** Problema planteado 1 **
¿Puedes devolver, copiado tal cual, el tramo del documento que va desde "Hasta el menos" hasta "aire que respiramos."?
** Problema planteado 2 **
¿Podrías retomar el texto sobre la educación y las preguntas incómodas en clase a partir de su última oración?

Hasta el menos despabilado repetirá, como un psitaciforme, que las masas son más fáciles de controlar si no están educadas. Pero no alcanza con estos lemas conspirativos. No sirve para nada. Porque patea la pelota a un campo abstracto, porque la culpa es de todos y entonces no es de nadie. Hay que hacer algo. Mis clases, por ejemplo, arrancan siempre con media hora de preguntas incómodas. Qué es el sol. Qué es la realidad. Qué es el tiempo. De dónde viene el aire que respiramos.

** Líneas de datos **

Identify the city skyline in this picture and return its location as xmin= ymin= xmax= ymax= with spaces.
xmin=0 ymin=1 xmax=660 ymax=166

** Respuesta escrita 1 **
Hasta el menos despabilado repetirá, como un psitaciforme, que las masas son más fáciles de controlar si no están educadas. Pero no alcanza con estos lemas conspirativos. No sirve para nada. Porque patea la pelota a un campo abstracto, porque la culpa es de todos y entonces no es de nadie. Hay que hacer algo. Mis clases, por ejemplo, arrancan siempre con media hora de preguntas incómodas. Qué es el sol. Qué es la realidad. Qué es el tiempo. De dónde viene el aire que respiramos.

** Respuesta escrita 2 **
Cuando termina el período lectivo, les pido a mis alumnos que juzguen el curso. De forma sistemática, y ya van más de 15 años, una de las cosas que más valoran es ese viaje de descubrimiento al que asistieron. Algunos incluso han cambiado de carrera, porque se enteraron de disciplinas de las que jamás habían oído hablar. Se ha dicho que educar no es llenar una copa, sino encender una lámpara. Muy cierto. Pero no olvidemos ese momento sublime en el que, siendo niños, nos maravillamos con un hallazgo, y luego ya no pudimos dejar de preguntar.
Eso es lo que molesta. Que preguntemos. Eso es lo que mata la ignorancia. Mata la curiosidad.